> [SELECTED EXTRACT]:
.....
Grapheme clusters, a.k.a.real characters

Fri Jul 14 03:40:06 EDT 2017

On Fri, Jul 14, 2017 at 4:30 PM, Marko Rauhamaa <marko at pacujo.net> wrote:
> Unicode was supposed to get us out of the 8-bit locale hole. Now it
> seems the Unicode hole is far deeper and we haven't reached the bottom
> of it yet. I wonder if the hole even has a bottom.
>
> We now have:
>
>  - an encoding: a sequence a bytes
>
>  - a string: a sequence of integers (code points)
>
>  - "a snippet of text": a sequence of characters

Before Unicode, we had exactly the same thing, only with more encodings.

> Assuming "a sequence of characters" is the final word, and Python wants
> to be involved in that business, one must question the usefulness of
> strings, which are neither here nor there.
>
> When people use Unicode, they are expecting to be able to deal in real
> characters. I would expect:
>
>    len(text)               to give me the length in characters
>    text[-1]                to evaluate to the last character
>    re.match("a.c", text)   to match a character between a and c
>
> So the question is, should we have a third type for text. Or should the
> semantics of strings be changed to be based on characters?

What is the length of a string? How often do you actually care about
the number of grapheme clusters - and not, for example, about the
pixel width? (To columnate text, for instance, you need to know about
its width in pixels or millimeters, not the number of characters in
the line.) And if you're going to group code points together because
some of them are combining characters, would you also group them
together because there's a zero-width joiner in the middle? The answer
will sometimes be "yes of course" and sometimes "of course not". These
kinds of linguistic considerations shouldn't be codified into the core
of the language.

IMO the Python str type is adequate as a core data type. What we may
need, though, is additional utility functions, eg:

* unicodedata.grapheme_clusters(str) - split str into a sequence of
grapheme clusters
* pango.get_text_extents(str) - measure the pixel dimensions of a line of text
* platform.punish_user() - issue a platform-dependent response (such
as an electric shock, a whack with a 2x4, or a dropped anvil) on
someone who has just misunderstood Unicode again
* socket.punish_user() - as above, but to the user at the opposite end
of a socket

ChrisA
.....
> [RECORDS SUPPLIED]:
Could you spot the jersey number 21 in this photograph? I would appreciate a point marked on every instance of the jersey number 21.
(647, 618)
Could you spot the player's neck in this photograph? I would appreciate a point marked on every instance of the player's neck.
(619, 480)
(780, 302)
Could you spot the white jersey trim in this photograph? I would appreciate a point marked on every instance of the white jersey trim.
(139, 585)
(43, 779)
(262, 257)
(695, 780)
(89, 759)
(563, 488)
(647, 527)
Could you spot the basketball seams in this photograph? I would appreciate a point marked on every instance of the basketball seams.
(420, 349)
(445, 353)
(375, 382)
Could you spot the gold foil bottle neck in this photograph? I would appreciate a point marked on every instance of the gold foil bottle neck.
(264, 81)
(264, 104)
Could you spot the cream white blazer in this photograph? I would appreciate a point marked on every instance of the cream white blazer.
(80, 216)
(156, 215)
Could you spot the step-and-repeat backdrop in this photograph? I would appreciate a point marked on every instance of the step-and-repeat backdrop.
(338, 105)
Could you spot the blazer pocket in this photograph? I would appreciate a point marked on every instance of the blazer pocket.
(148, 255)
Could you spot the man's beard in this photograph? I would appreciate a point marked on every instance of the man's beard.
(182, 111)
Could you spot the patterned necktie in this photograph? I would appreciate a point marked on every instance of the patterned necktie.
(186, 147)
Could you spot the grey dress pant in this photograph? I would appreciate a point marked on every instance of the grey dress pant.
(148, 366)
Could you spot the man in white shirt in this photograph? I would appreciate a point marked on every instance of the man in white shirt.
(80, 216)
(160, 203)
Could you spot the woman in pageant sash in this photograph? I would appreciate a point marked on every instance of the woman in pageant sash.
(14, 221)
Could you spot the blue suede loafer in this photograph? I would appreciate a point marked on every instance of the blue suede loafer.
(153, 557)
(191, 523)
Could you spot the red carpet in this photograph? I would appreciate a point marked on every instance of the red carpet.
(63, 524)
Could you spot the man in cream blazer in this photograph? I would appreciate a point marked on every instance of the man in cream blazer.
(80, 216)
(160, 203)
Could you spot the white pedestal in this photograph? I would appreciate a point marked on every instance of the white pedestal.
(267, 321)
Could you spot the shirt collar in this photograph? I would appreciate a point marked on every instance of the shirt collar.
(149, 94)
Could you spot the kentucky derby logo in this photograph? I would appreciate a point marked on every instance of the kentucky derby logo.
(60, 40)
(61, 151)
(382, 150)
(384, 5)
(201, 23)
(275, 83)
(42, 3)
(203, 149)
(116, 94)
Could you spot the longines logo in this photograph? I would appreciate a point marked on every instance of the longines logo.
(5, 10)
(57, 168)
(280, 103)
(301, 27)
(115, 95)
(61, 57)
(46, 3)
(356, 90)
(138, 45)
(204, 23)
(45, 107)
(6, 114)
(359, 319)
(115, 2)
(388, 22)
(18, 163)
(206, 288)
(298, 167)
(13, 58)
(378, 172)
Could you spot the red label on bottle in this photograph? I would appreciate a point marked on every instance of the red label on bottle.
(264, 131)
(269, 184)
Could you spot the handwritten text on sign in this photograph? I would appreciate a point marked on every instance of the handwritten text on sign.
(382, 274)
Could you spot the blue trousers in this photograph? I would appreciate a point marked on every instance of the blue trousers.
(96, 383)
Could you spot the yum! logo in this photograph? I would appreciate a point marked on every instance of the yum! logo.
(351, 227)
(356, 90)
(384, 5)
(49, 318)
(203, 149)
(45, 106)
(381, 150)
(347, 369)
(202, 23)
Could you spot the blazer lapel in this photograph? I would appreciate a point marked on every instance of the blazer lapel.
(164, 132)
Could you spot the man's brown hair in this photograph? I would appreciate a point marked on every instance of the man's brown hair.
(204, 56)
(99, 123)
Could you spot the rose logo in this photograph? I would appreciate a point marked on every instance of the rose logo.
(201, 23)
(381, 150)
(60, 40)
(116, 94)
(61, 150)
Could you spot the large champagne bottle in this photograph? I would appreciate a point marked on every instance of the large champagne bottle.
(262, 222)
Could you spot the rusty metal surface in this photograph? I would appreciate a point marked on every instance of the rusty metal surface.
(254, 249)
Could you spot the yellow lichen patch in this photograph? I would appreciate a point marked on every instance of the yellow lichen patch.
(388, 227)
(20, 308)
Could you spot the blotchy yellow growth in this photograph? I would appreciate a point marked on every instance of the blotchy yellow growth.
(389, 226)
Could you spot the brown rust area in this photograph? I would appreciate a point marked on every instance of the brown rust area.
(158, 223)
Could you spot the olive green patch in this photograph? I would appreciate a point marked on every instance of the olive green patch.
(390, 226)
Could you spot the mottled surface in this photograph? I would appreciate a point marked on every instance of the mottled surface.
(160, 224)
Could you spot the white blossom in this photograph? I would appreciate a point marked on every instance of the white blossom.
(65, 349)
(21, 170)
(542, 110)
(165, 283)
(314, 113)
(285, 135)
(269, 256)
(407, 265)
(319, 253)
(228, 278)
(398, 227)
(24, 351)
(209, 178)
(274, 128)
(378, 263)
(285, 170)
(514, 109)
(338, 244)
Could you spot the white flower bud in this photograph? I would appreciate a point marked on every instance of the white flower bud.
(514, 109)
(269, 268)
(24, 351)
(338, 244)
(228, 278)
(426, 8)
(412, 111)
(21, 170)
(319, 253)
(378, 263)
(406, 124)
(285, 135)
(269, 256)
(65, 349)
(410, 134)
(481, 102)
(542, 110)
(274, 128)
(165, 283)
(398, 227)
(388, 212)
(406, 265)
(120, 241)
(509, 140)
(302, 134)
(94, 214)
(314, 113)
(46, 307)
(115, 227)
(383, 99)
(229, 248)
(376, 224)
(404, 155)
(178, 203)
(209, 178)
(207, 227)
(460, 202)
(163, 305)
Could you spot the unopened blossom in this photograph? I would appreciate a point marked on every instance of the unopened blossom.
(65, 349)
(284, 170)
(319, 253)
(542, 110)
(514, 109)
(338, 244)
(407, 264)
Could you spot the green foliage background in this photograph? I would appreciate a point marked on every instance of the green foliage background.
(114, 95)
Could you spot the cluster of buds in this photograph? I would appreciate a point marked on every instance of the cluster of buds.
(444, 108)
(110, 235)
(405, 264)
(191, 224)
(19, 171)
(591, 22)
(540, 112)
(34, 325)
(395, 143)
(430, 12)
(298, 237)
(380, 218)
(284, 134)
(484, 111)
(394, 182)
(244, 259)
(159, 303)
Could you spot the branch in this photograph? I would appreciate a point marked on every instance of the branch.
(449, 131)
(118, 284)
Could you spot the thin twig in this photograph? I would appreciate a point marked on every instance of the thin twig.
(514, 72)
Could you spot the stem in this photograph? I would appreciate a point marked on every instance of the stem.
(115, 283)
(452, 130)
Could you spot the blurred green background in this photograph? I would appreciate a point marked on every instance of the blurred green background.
.....
> [TO BE DONE]: Please transcribe the stretch of the Unicode post from "What is the" through "of the language.". The material comes from a different source than the Unicode post.

> [FINAL ANSWER]:
What is the length of a string? How often do you actually care about
the number of grapheme clusters - and not, for example, about the
pixel width? (To columnate text, for instance, you need to know about
its width in pixels or millimeters, not the number of characters in
the line.) And if you're going to group code points together because
some of them are combining characters, would you also group them
together because there's a zero-width joiner in the middle? The answer
will sometimes be "yes of course" and sometimes "of course not". These
kinds of linguistic considerations shouldn't be codified into the core
of the language.